● Record extracts:

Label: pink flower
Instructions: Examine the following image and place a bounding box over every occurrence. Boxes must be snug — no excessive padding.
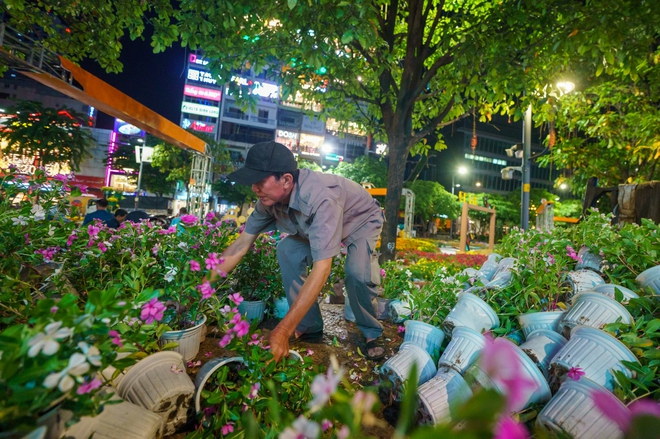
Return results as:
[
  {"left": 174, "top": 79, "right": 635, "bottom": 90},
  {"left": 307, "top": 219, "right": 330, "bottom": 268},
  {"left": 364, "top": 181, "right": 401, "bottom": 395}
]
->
[
  {"left": 218, "top": 333, "right": 234, "bottom": 348},
  {"left": 197, "top": 281, "right": 215, "bottom": 299},
  {"left": 493, "top": 415, "right": 529, "bottom": 439},
  {"left": 248, "top": 383, "right": 261, "bottom": 399},
  {"left": 481, "top": 336, "right": 535, "bottom": 412},
  {"left": 567, "top": 367, "right": 585, "bottom": 381},
  {"left": 220, "top": 422, "right": 234, "bottom": 436},
  {"left": 181, "top": 214, "right": 197, "bottom": 226},
  {"left": 206, "top": 253, "right": 222, "bottom": 270},
  {"left": 108, "top": 329, "right": 124, "bottom": 348},
  {"left": 76, "top": 377, "right": 103, "bottom": 395},
  {"left": 87, "top": 224, "right": 101, "bottom": 238},
  {"left": 140, "top": 297, "right": 165, "bottom": 325},
  {"left": 233, "top": 320, "right": 250, "bottom": 337}
]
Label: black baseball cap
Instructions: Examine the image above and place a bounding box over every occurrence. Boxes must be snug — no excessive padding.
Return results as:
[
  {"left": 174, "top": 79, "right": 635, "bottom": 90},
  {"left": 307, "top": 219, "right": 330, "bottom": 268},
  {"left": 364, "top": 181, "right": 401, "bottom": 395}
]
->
[{"left": 227, "top": 141, "right": 298, "bottom": 186}]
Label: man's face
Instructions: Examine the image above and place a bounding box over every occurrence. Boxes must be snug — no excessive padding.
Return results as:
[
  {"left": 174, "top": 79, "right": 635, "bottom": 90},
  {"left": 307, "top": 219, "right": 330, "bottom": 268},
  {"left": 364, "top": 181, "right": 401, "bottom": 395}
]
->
[{"left": 252, "top": 174, "right": 292, "bottom": 206}]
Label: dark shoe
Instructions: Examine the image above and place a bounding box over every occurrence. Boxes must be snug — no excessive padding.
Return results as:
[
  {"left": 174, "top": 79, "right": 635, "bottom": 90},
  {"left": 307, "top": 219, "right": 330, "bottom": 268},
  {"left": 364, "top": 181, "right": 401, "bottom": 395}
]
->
[
  {"left": 289, "top": 330, "right": 323, "bottom": 345},
  {"left": 364, "top": 337, "right": 385, "bottom": 361}
]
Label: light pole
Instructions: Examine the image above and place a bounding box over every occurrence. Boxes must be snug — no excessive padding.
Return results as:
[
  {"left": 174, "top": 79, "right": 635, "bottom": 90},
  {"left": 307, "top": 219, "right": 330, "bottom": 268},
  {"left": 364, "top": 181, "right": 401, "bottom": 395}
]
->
[{"left": 451, "top": 166, "right": 467, "bottom": 195}]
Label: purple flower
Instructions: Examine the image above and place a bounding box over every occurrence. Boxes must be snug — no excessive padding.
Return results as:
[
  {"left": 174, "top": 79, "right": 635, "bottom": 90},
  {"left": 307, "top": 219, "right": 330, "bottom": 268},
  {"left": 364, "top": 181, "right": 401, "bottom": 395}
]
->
[
  {"left": 108, "top": 329, "right": 124, "bottom": 348},
  {"left": 220, "top": 422, "right": 234, "bottom": 436},
  {"left": 233, "top": 320, "right": 250, "bottom": 337},
  {"left": 566, "top": 367, "right": 585, "bottom": 381},
  {"left": 197, "top": 281, "right": 215, "bottom": 299},
  {"left": 140, "top": 297, "right": 165, "bottom": 325},
  {"left": 76, "top": 377, "right": 103, "bottom": 395},
  {"left": 181, "top": 214, "right": 197, "bottom": 226}
]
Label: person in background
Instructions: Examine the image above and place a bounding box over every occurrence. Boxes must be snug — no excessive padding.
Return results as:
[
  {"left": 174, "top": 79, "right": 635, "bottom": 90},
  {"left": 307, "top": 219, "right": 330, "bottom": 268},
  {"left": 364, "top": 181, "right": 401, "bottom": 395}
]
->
[
  {"left": 210, "top": 141, "right": 385, "bottom": 361},
  {"left": 105, "top": 209, "right": 128, "bottom": 229},
  {"left": 83, "top": 198, "right": 114, "bottom": 226}
]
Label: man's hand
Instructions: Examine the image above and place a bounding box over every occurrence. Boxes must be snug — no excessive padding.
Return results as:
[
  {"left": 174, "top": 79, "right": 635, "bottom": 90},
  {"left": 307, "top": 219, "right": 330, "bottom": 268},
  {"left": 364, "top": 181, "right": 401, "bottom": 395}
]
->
[{"left": 268, "top": 326, "right": 289, "bottom": 362}]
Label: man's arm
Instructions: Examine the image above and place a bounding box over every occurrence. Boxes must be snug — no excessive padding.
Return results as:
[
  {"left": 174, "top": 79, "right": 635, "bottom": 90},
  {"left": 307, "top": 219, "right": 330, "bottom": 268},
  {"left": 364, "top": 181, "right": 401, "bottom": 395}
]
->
[
  {"left": 209, "top": 232, "right": 259, "bottom": 283},
  {"left": 269, "top": 258, "right": 332, "bottom": 361}
]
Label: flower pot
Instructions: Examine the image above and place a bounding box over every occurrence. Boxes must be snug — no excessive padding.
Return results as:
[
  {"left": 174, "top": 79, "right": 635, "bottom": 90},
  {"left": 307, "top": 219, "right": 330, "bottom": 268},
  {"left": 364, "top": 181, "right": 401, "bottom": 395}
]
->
[
  {"left": 520, "top": 329, "right": 567, "bottom": 379},
  {"left": 117, "top": 351, "right": 195, "bottom": 435},
  {"left": 536, "top": 377, "right": 630, "bottom": 439},
  {"left": 442, "top": 293, "right": 500, "bottom": 337},
  {"left": 575, "top": 247, "right": 603, "bottom": 273},
  {"left": 403, "top": 320, "right": 445, "bottom": 358},
  {"left": 238, "top": 300, "right": 266, "bottom": 323},
  {"left": 549, "top": 326, "right": 638, "bottom": 392},
  {"left": 380, "top": 342, "right": 437, "bottom": 400},
  {"left": 592, "top": 284, "right": 639, "bottom": 303},
  {"left": 564, "top": 270, "right": 605, "bottom": 298},
  {"left": 64, "top": 389, "right": 163, "bottom": 439},
  {"left": 438, "top": 326, "right": 486, "bottom": 374},
  {"left": 635, "top": 265, "right": 660, "bottom": 294},
  {"left": 159, "top": 315, "right": 206, "bottom": 361},
  {"left": 464, "top": 339, "right": 552, "bottom": 412},
  {"left": 390, "top": 299, "right": 412, "bottom": 323},
  {"left": 275, "top": 297, "right": 289, "bottom": 319},
  {"left": 518, "top": 311, "right": 566, "bottom": 338},
  {"left": 344, "top": 293, "right": 355, "bottom": 322},
  {"left": 559, "top": 292, "right": 633, "bottom": 338},
  {"left": 417, "top": 368, "right": 472, "bottom": 425},
  {"left": 376, "top": 297, "right": 392, "bottom": 320}
]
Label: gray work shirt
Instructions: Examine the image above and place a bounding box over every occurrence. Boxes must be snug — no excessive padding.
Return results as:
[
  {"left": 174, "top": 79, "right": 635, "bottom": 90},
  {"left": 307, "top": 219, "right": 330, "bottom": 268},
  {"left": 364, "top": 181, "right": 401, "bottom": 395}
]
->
[{"left": 245, "top": 169, "right": 383, "bottom": 261}]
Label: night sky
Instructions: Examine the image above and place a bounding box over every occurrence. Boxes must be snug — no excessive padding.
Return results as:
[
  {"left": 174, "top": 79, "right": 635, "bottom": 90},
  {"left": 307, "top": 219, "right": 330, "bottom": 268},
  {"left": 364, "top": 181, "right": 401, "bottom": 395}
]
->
[{"left": 81, "top": 36, "right": 186, "bottom": 128}]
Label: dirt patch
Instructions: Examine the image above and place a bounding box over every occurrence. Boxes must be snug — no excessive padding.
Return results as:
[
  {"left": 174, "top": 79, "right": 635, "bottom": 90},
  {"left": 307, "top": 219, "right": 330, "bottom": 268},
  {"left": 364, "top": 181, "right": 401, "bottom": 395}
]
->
[{"left": 167, "top": 303, "right": 403, "bottom": 439}]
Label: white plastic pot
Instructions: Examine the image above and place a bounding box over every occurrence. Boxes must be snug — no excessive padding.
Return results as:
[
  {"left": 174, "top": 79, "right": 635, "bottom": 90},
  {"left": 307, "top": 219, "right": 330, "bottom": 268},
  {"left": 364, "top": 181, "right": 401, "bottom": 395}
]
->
[
  {"left": 442, "top": 293, "right": 500, "bottom": 337},
  {"left": 518, "top": 311, "right": 566, "bottom": 338},
  {"left": 160, "top": 315, "right": 206, "bottom": 361},
  {"left": 559, "top": 292, "right": 633, "bottom": 338},
  {"left": 417, "top": 368, "right": 472, "bottom": 425},
  {"left": 635, "top": 265, "right": 660, "bottom": 294},
  {"left": 549, "top": 326, "right": 639, "bottom": 392},
  {"left": 238, "top": 300, "right": 266, "bottom": 323},
  {"left": 438, "top": 326, "right": 486, "bottom": 374},
  {"left": 465, "top": 339, "right": 552, "bottom": 412},
  {"left": 117, "top": 351, "right": 195, "bottom": 436},
  {"left": 593, "top": 284, "right": 639, "bottom": 302},
  {"left": 380, "top": 342, "right": 437, "bottom": 399},
  {"left": 536, "top": 377, "right": 630, "bottom": 439},
  {"left": 403, "top": 320, "right": 445, "bottom": 358},
  {"left": 520, "top": 329, "right": 567, "bottom": 379}
]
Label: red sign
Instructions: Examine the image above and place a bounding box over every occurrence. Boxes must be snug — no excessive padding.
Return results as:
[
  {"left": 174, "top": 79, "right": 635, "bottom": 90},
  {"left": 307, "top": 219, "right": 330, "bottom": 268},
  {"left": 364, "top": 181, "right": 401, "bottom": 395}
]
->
[{"left": 183, "top": 85, "right": 221, "bottom": 101}]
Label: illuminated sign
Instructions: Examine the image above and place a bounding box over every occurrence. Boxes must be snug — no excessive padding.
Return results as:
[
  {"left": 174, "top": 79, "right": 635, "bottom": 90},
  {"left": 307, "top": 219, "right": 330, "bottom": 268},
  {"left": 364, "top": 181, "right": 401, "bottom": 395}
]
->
[
  {"left": 181, "top": 119, "right": 215, "bottom": 133},
  {"left": 188, "top": 68, "right": 218, "bottom": 85},
  {"left": 181, "top": 102, "right": 220, "bottom": 117},
  {"left": 231, "top": 76, "right": 280, "bottom": 99},
  {"left": 188, "top": 53, "right": 209, "bottom": 66},
  {"left": 183, "top": 84, "right": 222, "bottom": 101}
]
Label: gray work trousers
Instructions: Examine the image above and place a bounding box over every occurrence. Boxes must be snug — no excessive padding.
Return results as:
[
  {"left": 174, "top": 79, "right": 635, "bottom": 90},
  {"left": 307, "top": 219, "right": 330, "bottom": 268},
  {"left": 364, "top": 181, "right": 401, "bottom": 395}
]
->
[{"left": 277, "top": 231, "right": 383, "bottom": 338}]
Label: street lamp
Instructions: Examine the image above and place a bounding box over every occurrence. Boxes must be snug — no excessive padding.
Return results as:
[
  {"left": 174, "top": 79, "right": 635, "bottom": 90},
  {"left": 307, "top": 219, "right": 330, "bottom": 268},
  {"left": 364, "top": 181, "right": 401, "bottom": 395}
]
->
[
  {"left": 451, "top": 166, "right": 467, "bottom": 195},
  {"left": 520, "top": 81, "right": 575, "bottom": 230}
]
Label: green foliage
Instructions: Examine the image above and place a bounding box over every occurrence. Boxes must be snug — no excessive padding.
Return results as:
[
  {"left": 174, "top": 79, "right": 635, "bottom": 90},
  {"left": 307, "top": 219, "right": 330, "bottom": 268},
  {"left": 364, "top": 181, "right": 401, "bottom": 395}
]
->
[
  {"left": 406, "top": 180, "right": 460, "bottom": 222},
  {"left": 332, "top": 155, "right": 387, "bottom": 188},
  {"left": 0, "top": 101, "right": 95, "bottom": 171}
]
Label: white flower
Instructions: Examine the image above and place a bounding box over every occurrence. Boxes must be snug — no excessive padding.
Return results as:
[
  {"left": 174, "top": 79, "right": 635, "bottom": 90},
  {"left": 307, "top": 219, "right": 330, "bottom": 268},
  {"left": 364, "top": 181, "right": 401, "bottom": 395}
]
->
[
  {"left": 78, "top": 341, "right": 101, "bottom": 367},
  {"left": 44, "top": 352, "right": 89, "bottom": 393},
  {"left": 30, "top": 204, "right": 46, "bottom": 221},
  {"left": 280, "top": 415, "right": 320, "bottom": 439},
  {"left": 11, "top": 215, "right": 28, "bottom": 226},
  {"left": 28, "top": 322, "right": 73, "bottom": 357},
  {"left": 165, "top": 267, "right": 178, "bottom": 282}
]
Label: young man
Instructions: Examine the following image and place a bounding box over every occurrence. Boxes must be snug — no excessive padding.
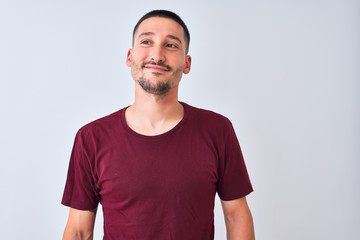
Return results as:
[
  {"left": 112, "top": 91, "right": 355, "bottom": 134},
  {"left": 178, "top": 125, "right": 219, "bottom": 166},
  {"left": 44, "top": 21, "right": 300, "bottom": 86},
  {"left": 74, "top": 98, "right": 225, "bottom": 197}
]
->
[{"left": 62, "top": 10, "right": 254, "bottom": 240}]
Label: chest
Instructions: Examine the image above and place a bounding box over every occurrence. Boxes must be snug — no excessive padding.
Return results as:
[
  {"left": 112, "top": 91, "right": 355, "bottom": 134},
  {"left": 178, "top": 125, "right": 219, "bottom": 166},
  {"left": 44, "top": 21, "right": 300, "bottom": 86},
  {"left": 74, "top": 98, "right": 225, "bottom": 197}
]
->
[{"left": 96, "top": 135, "right": 218, "bottom": 204}]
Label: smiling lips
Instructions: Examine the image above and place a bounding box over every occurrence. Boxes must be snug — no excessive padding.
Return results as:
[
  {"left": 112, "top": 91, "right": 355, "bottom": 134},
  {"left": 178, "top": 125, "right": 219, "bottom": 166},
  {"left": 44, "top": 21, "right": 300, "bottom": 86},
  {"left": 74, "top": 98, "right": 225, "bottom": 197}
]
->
[{"left": 145, "top": 64, "right": 169, "bottom": 72}]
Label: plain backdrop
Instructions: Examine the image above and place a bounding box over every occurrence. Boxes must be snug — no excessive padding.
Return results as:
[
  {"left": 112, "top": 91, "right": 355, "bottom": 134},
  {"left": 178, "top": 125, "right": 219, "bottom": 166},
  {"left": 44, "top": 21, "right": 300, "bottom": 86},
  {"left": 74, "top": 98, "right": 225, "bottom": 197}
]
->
[{"left": 0, "top": 0, "right": 360, "bottom": 240}]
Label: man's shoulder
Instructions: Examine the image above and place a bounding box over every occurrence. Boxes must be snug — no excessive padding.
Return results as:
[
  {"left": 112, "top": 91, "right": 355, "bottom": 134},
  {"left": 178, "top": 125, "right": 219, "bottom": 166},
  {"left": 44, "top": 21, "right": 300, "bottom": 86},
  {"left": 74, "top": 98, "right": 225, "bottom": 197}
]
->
[
  {"left": 183, "top": 103, "right": 231, "bottom": 124},
  {"left": 79, "top": 108, "right": 126, "bottom": 134}
]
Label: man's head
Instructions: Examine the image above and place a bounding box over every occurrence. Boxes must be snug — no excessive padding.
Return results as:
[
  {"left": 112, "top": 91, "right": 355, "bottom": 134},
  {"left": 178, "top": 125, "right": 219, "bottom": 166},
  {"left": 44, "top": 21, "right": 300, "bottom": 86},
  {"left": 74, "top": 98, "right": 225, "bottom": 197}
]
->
[
  {"left": 132, "top": 10, "right": 190, "bottom": 53},
  {"left": 126, "top": 10, "right": 191, "bottom": 96}
]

● Set exercise: From the records above, list each line containing the word "gray", treating uppercase and lowercase as different.

● Full answer:
Label: gray work shirt
Label: gray work trousers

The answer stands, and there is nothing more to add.